> [TASK DESCRIPTION]: How many lines of the listing below contain the word "rice"? Reply with the number alone.

> [MATERIAL FOR THE TASK]:
§
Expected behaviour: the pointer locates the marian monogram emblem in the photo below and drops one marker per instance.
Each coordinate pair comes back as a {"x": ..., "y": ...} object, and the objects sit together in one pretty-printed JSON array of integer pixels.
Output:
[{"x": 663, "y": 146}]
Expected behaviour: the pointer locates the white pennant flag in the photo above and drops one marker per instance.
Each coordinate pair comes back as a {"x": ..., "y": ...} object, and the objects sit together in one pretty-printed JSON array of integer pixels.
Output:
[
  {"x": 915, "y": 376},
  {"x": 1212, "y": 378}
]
§
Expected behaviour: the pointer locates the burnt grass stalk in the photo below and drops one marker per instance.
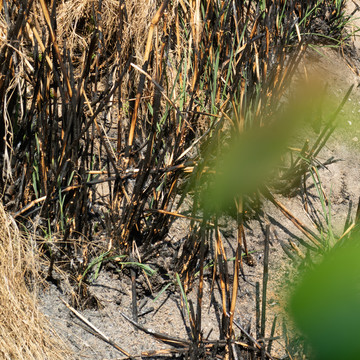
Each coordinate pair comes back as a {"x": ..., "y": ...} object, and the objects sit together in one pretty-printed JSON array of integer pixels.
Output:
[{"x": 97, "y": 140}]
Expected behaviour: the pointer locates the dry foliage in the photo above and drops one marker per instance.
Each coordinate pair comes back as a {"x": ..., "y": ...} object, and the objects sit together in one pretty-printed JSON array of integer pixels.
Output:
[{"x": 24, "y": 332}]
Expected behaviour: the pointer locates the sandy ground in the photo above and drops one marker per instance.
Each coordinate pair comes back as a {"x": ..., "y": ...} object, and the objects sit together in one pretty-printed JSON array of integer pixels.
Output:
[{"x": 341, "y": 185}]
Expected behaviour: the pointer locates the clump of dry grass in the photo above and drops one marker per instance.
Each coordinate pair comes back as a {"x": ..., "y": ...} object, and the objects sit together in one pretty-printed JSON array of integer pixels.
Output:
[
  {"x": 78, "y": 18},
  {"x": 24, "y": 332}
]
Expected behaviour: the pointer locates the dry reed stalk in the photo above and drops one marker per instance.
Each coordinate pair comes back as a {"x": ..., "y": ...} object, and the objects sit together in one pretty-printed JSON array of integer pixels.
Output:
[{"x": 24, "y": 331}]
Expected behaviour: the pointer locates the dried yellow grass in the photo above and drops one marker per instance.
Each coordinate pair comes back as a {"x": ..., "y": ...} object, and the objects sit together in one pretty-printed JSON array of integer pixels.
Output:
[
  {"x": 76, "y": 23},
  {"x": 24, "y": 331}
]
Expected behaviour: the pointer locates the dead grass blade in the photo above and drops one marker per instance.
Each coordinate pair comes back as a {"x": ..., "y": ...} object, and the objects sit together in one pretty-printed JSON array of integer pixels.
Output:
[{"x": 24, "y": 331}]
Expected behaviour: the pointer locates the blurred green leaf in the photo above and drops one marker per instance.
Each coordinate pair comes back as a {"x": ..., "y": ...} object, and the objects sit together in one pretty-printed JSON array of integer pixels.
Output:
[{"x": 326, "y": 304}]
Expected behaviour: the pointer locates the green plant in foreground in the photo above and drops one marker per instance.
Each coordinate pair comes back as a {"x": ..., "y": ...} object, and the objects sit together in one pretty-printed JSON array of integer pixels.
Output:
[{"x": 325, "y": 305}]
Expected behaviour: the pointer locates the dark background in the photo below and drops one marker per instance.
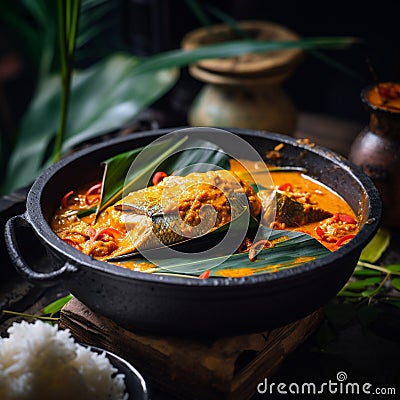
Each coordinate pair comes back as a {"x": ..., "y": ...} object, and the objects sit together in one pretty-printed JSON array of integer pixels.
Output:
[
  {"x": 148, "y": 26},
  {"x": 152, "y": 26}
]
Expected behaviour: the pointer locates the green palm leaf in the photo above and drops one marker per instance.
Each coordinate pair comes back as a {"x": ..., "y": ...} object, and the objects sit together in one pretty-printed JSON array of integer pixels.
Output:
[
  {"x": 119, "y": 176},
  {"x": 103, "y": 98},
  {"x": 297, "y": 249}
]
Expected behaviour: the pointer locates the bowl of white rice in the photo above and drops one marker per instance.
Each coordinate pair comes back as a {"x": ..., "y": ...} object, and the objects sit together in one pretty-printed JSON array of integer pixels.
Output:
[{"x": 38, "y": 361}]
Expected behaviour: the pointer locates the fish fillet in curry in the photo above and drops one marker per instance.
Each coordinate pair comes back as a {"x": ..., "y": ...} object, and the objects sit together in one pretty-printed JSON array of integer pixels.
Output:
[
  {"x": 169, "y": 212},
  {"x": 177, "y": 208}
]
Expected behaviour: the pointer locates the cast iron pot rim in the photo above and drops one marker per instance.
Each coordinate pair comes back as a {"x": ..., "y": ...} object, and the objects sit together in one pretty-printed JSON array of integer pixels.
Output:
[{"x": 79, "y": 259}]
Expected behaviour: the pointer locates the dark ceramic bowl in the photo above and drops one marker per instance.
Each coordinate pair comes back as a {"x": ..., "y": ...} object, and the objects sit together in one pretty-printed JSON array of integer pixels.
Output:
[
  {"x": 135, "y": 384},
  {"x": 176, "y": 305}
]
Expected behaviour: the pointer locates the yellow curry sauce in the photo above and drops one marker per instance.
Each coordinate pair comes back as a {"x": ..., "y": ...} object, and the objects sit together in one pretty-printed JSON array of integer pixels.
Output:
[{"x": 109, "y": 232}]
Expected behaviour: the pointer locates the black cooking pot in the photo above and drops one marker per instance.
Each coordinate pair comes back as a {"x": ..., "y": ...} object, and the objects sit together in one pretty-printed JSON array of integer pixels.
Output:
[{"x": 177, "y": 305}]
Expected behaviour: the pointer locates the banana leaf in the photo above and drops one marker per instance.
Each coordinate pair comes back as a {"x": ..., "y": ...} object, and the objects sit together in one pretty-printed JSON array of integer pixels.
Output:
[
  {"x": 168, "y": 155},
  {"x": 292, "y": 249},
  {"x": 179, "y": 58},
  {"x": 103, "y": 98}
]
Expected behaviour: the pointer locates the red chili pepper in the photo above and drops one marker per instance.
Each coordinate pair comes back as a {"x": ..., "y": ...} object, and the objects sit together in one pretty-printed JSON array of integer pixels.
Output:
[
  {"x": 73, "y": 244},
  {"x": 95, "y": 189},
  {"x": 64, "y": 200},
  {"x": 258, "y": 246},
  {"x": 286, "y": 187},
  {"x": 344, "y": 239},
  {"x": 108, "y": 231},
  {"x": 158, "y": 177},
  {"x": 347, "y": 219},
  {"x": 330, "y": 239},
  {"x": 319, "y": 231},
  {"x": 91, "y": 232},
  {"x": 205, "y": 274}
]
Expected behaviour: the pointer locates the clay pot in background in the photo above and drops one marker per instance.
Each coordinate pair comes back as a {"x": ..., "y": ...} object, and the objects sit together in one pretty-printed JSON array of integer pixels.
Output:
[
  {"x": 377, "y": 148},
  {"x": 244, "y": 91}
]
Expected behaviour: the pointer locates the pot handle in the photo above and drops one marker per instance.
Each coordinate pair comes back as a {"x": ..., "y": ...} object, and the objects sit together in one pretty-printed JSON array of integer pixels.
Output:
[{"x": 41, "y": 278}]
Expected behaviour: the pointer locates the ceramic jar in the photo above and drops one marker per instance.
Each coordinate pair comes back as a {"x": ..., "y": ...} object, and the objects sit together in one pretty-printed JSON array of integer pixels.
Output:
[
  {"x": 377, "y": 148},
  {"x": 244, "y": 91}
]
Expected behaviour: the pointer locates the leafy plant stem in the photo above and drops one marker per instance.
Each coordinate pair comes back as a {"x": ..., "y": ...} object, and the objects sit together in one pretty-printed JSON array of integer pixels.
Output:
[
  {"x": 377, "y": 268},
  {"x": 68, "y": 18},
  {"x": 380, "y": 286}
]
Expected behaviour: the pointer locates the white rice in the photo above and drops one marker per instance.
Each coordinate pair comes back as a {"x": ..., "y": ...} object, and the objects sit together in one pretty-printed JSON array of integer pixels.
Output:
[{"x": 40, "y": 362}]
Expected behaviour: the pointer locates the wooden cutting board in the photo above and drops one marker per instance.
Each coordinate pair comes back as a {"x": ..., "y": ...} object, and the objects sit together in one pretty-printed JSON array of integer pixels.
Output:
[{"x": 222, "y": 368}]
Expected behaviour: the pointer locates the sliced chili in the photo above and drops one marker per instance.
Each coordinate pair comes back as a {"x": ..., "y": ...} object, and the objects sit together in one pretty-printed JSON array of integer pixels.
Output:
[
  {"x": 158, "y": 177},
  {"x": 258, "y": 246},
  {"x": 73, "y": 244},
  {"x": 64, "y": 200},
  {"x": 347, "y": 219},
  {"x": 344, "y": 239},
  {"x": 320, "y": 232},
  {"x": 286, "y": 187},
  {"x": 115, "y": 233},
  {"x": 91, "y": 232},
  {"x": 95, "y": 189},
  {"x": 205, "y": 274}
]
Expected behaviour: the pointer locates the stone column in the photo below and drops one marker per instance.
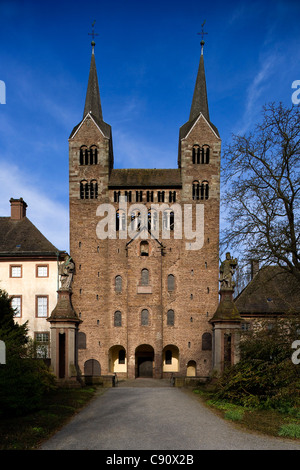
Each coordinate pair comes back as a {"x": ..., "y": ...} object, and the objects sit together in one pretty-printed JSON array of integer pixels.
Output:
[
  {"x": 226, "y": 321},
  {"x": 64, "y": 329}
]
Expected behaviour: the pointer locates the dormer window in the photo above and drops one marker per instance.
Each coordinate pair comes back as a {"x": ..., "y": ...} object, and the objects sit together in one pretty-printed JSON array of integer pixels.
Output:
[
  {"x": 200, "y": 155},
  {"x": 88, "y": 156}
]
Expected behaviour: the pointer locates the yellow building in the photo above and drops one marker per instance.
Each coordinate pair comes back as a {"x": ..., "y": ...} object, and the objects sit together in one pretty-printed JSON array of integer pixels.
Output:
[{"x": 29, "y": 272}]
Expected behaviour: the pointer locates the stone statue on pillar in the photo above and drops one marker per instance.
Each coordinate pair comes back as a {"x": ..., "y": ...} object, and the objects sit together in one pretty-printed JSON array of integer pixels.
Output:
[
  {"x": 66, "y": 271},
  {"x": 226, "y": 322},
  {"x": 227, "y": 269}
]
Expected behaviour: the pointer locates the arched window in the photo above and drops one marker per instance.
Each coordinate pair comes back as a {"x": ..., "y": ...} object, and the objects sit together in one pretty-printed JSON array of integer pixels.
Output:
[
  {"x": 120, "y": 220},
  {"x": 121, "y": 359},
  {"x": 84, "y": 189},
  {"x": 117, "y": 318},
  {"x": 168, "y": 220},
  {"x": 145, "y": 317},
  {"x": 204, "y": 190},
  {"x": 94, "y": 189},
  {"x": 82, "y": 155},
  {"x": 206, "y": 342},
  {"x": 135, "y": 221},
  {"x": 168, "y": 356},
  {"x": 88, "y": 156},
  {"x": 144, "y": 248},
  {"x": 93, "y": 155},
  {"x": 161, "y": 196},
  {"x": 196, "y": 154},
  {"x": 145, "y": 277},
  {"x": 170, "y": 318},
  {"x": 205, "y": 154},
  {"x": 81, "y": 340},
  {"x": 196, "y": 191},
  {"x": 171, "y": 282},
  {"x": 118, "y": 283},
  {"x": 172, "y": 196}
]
§
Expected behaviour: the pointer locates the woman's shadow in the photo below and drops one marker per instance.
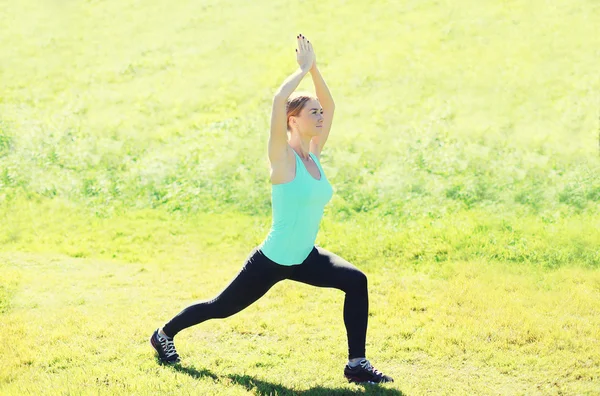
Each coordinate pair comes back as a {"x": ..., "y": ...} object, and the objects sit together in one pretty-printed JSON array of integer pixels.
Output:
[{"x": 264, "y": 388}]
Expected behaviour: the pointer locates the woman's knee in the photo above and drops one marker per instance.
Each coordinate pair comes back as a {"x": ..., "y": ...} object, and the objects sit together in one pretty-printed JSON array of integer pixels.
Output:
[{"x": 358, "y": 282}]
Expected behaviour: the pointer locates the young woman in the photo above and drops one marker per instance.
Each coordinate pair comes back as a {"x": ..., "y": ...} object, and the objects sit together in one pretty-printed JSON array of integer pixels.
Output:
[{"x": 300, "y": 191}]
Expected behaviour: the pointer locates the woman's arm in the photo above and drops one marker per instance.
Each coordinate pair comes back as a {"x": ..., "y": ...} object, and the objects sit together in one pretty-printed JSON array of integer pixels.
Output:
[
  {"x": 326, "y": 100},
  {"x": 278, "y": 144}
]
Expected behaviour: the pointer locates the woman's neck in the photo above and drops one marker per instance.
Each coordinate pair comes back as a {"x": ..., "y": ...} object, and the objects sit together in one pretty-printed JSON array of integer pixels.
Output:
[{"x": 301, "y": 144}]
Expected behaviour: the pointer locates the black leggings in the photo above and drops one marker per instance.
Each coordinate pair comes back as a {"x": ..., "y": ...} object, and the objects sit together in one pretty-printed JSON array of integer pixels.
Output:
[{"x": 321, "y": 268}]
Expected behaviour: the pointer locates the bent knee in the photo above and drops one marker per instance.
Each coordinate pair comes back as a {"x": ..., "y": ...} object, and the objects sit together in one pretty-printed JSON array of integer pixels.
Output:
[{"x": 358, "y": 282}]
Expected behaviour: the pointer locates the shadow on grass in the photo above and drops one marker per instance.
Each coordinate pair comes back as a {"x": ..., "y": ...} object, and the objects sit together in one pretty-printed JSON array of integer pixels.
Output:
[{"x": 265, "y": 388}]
§
> [COMPLETED EXERCISE]: 2